- **DATASET CONTENT**:
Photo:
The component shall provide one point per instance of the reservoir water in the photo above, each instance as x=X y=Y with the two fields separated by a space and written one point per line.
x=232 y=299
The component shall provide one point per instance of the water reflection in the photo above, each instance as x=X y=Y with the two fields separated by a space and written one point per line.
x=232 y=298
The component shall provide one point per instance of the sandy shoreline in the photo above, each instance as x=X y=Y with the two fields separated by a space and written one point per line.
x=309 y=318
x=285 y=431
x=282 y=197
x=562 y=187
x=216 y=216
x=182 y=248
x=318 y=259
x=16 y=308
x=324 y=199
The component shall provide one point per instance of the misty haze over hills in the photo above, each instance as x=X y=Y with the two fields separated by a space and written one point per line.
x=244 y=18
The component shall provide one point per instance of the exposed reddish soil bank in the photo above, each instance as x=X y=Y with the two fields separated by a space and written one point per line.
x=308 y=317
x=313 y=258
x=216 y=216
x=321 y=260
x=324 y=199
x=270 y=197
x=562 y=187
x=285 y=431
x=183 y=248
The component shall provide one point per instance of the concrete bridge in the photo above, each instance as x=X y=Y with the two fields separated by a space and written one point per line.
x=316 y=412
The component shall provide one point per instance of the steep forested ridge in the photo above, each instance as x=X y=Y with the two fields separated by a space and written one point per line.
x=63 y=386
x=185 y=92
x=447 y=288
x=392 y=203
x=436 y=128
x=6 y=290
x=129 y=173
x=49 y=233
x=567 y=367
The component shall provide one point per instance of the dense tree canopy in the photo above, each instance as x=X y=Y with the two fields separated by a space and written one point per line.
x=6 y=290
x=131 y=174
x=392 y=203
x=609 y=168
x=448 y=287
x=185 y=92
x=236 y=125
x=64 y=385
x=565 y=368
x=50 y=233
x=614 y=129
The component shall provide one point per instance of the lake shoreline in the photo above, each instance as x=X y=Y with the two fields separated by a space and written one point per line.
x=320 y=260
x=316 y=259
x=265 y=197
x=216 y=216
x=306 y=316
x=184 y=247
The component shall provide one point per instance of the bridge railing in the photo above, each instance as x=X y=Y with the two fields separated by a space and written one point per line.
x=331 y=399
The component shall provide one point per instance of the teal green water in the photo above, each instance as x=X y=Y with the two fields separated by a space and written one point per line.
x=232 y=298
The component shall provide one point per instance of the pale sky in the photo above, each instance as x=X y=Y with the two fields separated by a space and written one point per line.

- **ACTIVITY**:
Write out every entry once more, precisely as it stands.

- **FINISHED EXERCISE**:
Photo:
The component shall provide one point per instance of the reservoir water in the photo above, each instance as x=X y=Y with the two fields separated by a space and written one point per line.
x=232 y=299
The component shall provide one point per instance of the water reflection in the photo above, each instance as x=X y=Y with the two fields separated by a space and written one point per line.
x=232 y=298
The component shall provide one point per instance of the sandy shoreline in the photo above, each instance as x=X y=Y with the two fields separated by a space and written one point per line.
x=309 y=318
x=285 y=431
x=282 y=197
x=562 y=187
x=216 y=216
x=182 y=248
x=318 y=259
x=16 y=308
x=324 y=199
The component shall provide one point per instance of the misty haze over hills in the photo above, each instance as x=X y=Y with the two fields separated by a space and written one point per line.
x=244 y=18
The component shall provide one point per instance of the exposed reddish soil bank in the photo above, each instance as x=X y=Y with the two fields separated by a space and written one point per line.
x=308 y=317
x=313 y=258
x=216 y=216
x=321 y=260
x=324 y=199
x=270 y=197
x=562 y=187
x=285 y=431
x=183 y=248
The component shall provide one point per instance of the concrete bridge in the photo above, each instance as x=X y=Y with the two fields separated by a space and written one point per line.
x=316 y=412
The component shall provide one point per instance of the steep forested ridge in the photo above, each instance as x=X y=Y with the two fields separated by a space and written one point per line.
x=63 y=386
x=185 y=92
x=447 y=288
x=392 y=203
x=436 y=128
x=6 y=290
x=129 y=173
x=49 y=233
x=567 y=367
The component shall provide one point per instance of the dense tree canopy in the photo above, each instance as x=X y=Y with the two fields separated by a space and written one point per line.
x=6 y=290
x=131 y=174
x=392 y=203
x=609 y=168
x=448 y=287
x=185 y=92
x=236 y=125
x=64 y=385
x=565 y=368
x=50 y=233
x=614 y=129
The component shall provide one point per instance of the lake shoreline in the photo above, each instance as x=X y=Y with the two fields separated by a space and written one point per line.
x=320 y=260
x=316 y=259
x=265 y=197
x=216 y=216
x=306 y=316
x=184 y=247
The component shall provide one point per instance of the bridge railing in the photo above, each instance as x=X y=Y with the two fields separated by a space and written one point per line.
x=331 y=399
The component shall provide one point per instance of the teal green water in the photo above, each instance as x=X y=Y with the two fields separated by a space and written one point per line.
x=232 y=298
The component shall provide one point per instance of the pale sky in the photo above, each instance as x=X y=Y with the two fields separated by a space and written one point per line.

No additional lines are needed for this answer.